§ **ABOUT THIS EXERCISE**: Below is a set of records; restate each one word for word.

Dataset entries

┏━━

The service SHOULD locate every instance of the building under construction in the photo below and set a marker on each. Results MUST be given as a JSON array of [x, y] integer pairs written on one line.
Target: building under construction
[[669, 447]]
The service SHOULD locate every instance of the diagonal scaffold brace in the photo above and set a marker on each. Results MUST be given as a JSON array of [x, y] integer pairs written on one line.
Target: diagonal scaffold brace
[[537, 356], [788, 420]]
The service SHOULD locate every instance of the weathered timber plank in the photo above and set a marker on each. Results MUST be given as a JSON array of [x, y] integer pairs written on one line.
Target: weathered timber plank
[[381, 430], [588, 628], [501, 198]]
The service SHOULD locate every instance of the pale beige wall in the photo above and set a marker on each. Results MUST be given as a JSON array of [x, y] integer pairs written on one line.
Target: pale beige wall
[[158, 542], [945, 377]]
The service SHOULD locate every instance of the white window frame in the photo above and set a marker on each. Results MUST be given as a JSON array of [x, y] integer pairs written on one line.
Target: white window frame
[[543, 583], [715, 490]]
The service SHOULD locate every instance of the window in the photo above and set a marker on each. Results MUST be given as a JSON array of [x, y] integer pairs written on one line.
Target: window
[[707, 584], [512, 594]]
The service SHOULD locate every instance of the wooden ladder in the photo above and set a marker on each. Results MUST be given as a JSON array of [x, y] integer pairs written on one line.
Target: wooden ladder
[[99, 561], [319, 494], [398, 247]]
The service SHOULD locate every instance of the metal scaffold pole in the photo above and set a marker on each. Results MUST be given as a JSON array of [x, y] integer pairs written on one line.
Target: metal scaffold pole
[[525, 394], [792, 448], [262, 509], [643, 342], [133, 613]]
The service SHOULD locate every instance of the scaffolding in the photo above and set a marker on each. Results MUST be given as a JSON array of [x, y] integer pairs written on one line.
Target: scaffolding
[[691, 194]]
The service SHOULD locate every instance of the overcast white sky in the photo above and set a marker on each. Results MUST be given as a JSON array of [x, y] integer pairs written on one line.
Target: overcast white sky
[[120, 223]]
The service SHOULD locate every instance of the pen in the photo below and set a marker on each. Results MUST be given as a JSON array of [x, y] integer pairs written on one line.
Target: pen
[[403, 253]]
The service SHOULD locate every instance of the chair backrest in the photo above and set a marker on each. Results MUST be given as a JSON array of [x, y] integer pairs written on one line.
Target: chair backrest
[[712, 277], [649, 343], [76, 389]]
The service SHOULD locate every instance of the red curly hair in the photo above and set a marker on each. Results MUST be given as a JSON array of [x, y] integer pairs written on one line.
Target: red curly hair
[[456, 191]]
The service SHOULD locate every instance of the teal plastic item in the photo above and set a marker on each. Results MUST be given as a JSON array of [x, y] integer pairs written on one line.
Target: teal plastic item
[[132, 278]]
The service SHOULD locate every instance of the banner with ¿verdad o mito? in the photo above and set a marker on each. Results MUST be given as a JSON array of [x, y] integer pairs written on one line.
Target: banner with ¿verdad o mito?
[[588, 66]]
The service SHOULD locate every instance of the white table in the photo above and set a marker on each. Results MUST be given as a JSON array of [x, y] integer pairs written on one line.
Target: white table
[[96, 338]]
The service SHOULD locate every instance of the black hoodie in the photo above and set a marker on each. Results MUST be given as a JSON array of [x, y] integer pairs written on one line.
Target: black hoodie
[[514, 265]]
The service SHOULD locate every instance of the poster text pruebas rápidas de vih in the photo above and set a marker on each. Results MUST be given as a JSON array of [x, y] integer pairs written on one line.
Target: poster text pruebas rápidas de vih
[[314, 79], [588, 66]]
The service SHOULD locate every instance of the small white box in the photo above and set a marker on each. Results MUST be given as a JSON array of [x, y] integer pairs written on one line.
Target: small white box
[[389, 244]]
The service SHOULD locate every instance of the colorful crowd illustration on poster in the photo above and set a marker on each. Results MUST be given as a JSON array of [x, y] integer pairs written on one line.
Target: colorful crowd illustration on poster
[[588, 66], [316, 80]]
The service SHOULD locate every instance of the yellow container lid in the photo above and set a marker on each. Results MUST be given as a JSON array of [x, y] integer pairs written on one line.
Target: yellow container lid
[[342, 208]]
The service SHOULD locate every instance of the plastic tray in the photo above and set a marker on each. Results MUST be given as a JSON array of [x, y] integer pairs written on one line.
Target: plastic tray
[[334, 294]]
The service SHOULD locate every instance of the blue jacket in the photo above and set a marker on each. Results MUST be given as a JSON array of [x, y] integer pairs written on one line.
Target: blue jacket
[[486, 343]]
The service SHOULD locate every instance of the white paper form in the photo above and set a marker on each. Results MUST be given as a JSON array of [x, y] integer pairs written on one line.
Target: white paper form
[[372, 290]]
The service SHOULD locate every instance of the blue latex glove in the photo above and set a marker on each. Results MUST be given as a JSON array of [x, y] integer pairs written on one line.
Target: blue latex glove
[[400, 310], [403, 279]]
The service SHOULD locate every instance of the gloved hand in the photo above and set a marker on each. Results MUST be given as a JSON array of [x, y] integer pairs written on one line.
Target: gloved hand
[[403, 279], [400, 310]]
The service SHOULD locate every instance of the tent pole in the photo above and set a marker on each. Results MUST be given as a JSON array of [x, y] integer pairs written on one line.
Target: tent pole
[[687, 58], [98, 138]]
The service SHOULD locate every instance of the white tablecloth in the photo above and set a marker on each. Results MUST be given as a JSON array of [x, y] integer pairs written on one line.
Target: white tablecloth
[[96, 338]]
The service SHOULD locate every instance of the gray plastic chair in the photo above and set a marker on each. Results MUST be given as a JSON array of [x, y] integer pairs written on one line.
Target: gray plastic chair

┗━━

§ **ANSWER TO THIS EXERCISE**:
The service SHOULD locate every instance of the building under construction in the photo below and set a marker on each. Results MUST be given as a JSON array of [x, y] integer pairs written on one line.
Target: building under construction
[[669, 447]]
The service SHOULD locate every instance of the diagonal scaffold brace in the photo above and set a marker on each. Results MUST be given as a JSON array of [x, y] integer pairs written on one line.
Target: diagonal scaffold brace
[[537, 356], [788, 420]]
The service SHOULD locate every instance of the weathered timber plank in the photo above and set a marker on each. Results MUST be given as a JSON array of [x, y] integer pairs written on one line.
Target: weathered timber plank
[[381, 430], [588, 628], [501, 198]]
The service SHOULD locate every instance of the pale beige wall in the photo above and set a marker on each. Results MUST be given as a JSON array of [x, y] integer pairs written on one line.
Target: pale beige wall
[[158, 542], [945, 377]]
The service SHOULD locate every instance of the white window frame in the photo above and set a marker on each. Results MUST be given as a JSON array of [x, y] integer pairs written on one line.
Target: white window frame
[[543, 583], [715, 490]]
The service SHOULD locate every instance of the window in the photo above and set a marker on each. Results MUST be given as a JSON array of [x, y] integer pairs written on one line.
Target: window
[[707, 584], [512, 594]]
The service SHOULD locate every instance of the wooden ladder in the photo above and set a marker on each. Results MUST be given as a JSON array of [x, y] integer pairs written on one line.
Target: wooden ladder
[[99, 561], [319, 494], [398, 247]]
The service SHOULD locate every instance of the metal scaffold pole in the photo above and set a marker on each. Results MUST be given as a JSON array of [x, y] integer pairs written on one line.
Target: metal scaffold pole
[[525, 394], [792, 448], [262, 509], [643, 342], [133, 613]]
The service SHOULD locate every instance of the scaffolding in the photo above and set a marker on each. Results MUST be given as a JSON array of [x, y] integer pairs written on one line.
Target: scaffolding
[[691, 194]]
The service SHOULD locate every instance of the overcast white sky in the photo above and set a marker on each. Results MUST be given as a JSON array of [x, y] integer pairs written on one line.
Target: overcast white sky
[[120, 223]]
The service SHOULD locate every instance of the pen in the photo below and set a marker on each. Results MUST be given as a JSON array of [x, y] integer pairs written on one line.
Target: pen
[[403, 253]]
The service SHOULD locate every instance of the chair backrest in the photo above and set a marker on each. Results MUST be given as a JSON array of [x, y] integer pairs written on one line.
Target: chair backrest
[[712, 277], [649, 343], [76, 389]]
The service SHOULD locate every instance of the red curly hair in the photo above and set a marker on each. Results MUST be given as a JSON array of [x, y] integer pairs written on one line.
Target: red curly hair
[[456, 191]]
The service SHOULD locate every instance of the teal plastic item in the photo above and set a marker on each. Results MUST be given as a JSON array of [x, y] integer pairs written on one line.
Target: teal plastic item
[[132, 278]]
The service SHOULD locate every instance of the banner with ¿verdad o mito? in the photo above and set a marker on each. Results MUST be given as a JSON array of [x, y] integer pairs written on one line.
Target: banner with ¿verdad o mito?
[[588, 66]]
The service SHOULD locate every instance of the white table in the photo above and set a marker on each. Results MUST be given as a JSON array of [x, y] integer pairs written on one line.
Target: white table
[[96, 338]]
The service SHOULD locate every instance of the black hoodie in the photo above and set a marker on each. Results MUST be given as a JSON array of [x, y] integer pairs written on one line.
Target: black hoodie
[[514, 265]]
The service SHOULD locate every instance of the poster text pruebas rápidas de vih in the photo above and set a marker on each. Results MUST be given as a JSON array of [x, y] integer pairs written on one line.
Target: poster text pruebas rápidas de vih
[[314, 79], [588, 66]]
The service SHOULD locate every instance of the small white box in the photo above and set a marker on each. Results MUST be given as a JSON array of [x, y] integer pairs written on one line.
Target: small white box
[[389, 244]]
The service SHOULD locate every instance of the colorful crowd illustration on poster in the photo above and set a marker on each. Results MUST be given as a JSON array of [x, y] integer pairs written on one line.
Target: colorful crowd illustration on poster
[[588, 66], [316, 80]]
The service SHOULD locate every instance of the yellow container lid in the photo above and set a marker on each. Results MUST be given as a JSON array of [x, y] integer pairs written on one line.
Target: yellow container lid
[[342, 208]]
The service SHOULD locate every instance of the plastic tray in the photo above and set a marker on each. Results MUST be given as a JSON array of [x, y] integer pairs written on one line.
Target: plastic tray
[[334, 294]]
The service SHOULD locate every instance of the blue jacket in the photo above and set a marker on each. Results MUST be given as a JSON array of [x, y] integer pairs written on one line.
Target: blue jacket
[[486, 343]]
The service SHOULD locate every instance of the white paper form in the photo above and set a marker on each. Results MUST be given as a JSON array of [x, y] integer pairs written on one line.
Target: white paper form
[[372, 290]]
The service SHOULD locate every instance of the blue latex glove in the photo above and set a marker on each. Results MUST be given as a JSON array of [x, y] integer pairs written on one line.
Target: blue latex glove
[[400, 310], [403, 279]]
The service SHOULD locate every instance of the gloved hand in the photo above and set a marker on each. Results MUST be given as a JSON array of [x, y] integer pairs written on one line.
Target: gloved hand
[[403, 279], [400, 310]]
The service SHOULD locate every instance of the tent pole in the photo above and set a marker on each. Results MUST be given as a JSON array of [x, y] integer pairs written on one line.
Target: tent pole
[[687, 58], [98, 138]]
The service SHOULD locate every instance of the white tablecloth in the photo above and set a marker on each. Results MUST be given as a JSON array of [x, y] integer pairs written on one line.
Target: white tablecloth
[[96, 338]]
The service SHOULD locate every instance of the gray plastic chair in the photo above and set a marker on each. Results MUST be given as a JSON array of [x, y] integer pairs written on one line.
Target: gray plastic chair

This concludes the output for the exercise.